DETALLES DEL EJERCICIO: Reproduce de nuevo, por favor, todos los registros de abajo sin alterar nada.

MATERIALES DEL EJERCICIO:

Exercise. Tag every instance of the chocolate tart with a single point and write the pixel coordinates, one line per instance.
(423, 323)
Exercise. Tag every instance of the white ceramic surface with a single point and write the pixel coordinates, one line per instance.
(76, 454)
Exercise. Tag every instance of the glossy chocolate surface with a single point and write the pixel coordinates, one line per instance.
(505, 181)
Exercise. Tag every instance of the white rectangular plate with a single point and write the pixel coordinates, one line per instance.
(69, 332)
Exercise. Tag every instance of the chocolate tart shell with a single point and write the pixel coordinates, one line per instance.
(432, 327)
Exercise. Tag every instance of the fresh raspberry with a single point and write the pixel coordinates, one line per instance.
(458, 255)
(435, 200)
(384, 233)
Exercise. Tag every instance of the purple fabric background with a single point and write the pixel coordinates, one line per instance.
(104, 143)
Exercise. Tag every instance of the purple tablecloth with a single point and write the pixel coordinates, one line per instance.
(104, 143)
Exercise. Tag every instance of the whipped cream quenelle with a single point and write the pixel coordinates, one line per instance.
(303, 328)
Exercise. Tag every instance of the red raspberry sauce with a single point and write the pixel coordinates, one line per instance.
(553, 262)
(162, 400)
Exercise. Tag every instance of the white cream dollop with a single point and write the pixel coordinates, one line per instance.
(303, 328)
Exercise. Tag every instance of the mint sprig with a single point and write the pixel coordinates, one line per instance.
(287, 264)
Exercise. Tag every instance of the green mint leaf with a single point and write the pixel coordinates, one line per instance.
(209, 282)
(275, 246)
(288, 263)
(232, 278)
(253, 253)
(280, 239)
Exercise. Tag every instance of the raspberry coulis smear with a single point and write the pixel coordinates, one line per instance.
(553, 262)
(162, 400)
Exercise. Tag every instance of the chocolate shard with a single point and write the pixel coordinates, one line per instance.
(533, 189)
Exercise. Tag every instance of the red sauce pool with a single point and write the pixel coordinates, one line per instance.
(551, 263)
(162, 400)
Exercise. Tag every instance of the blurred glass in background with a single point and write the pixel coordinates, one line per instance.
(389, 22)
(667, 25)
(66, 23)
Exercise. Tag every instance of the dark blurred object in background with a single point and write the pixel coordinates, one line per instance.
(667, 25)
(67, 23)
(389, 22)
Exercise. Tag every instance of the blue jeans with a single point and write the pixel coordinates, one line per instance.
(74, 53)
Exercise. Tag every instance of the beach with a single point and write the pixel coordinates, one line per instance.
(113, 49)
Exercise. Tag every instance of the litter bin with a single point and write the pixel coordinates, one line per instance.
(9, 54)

SOLUCIÓN:
Exercise. Tag every instance of the chocolate tart with a single point and write the pixel coordinates, one line per instance.
(423, 323)
Exercise. Tag every instance of the white ceramic surface with a single point and write the pixel coordinates, one line per instance.
(76, 454)
Exercise. Tag every instance of the glossy chocolate surface with a single point and write the pixel coordinates, one line per instance.
(505, 181)
Exercise. Tag every instance of the white rectangular plate with a single point and write the pixel coordinates, one line per instance.
(69, 332)
Exercise. Tag every instance of the chocolate tart shell with a single point and write the pixel coordinates, one line per instance.
(432, 327)
Exercise. Tag every instance of the fresh raspberry with a single point and write the pixel coordinates, one line per instance.
(458, 255)
(435, 200)
(384, 233)
Exercise. Tag every instance of the purple fabric background with a single point and write the pixel coordinates, one line per instance.
(104, 143)
Exercise. Tag every instance of the purple tablecloth with a single point and write the pixel coordinates, one line per instance.
(104, 143)
Exercise. Tag every instance of the whipped cream quenelle with a single point and write the pixel coordinates, one line per instance.
(303, 328)
Exercise. Tag every instance of the red raspberry sauce with a single point and write the pixel coordinates, one line per instance.
(553, 262)
(162, 400)
Exercise. Tag every instance of the white cream dollop with a single point and write the pixel coordinates, one line per instance.
(303, 328)
Exercise. Tag every instance of the mint sprig with a single point and write the pixel coordinates, one line per instance.
(287, 264)
Exercise. Tag every instance of the green mint leaf with a single point and write the pixel coordinates, one line per instance.
(209, 282)
(275, 246)
(288, 263)
(232, 278)
(253, 253)
(280, 239)
Exercise. Tag every instance of the raspberry coulis smear with a single point and write the pixel coordinates, one line per instance.
(553, 262)
(162, 400)
Exercise. Tag every instance of the chocolate shard with a single point and write the pixel coordinates, one line per instance.
(533, 189)
Exercise. Tag every instance of the red sauce pool with a single point and write the pixel coordinates, one line per instance.
(551, 263)
(162, 400)
Exercise. Tag every instance of the blurred glass in background with a single point and write the pixel coordinates, one line per instance.
(389, 22)
(667, 25)
(66, 23)
Exercise. Tag every instance of the dark blurred object in background with a single point and write the pixel coordinates, one line per instance.
(667, 25)
(67, 23)
(389, 22)
Exercise. Tag every instance of the blue jeans with a single point and write the pixel coordinates, one line per instance.
(74, 53)
Exercise. Tag every instance of the beach with a single point and write the pixel coordinates, one line per instance.
(113, 49)
Exercise. Tag every instance of the litter bin with a single point and write the pixel coordinates, one line per instance.
(9, 54)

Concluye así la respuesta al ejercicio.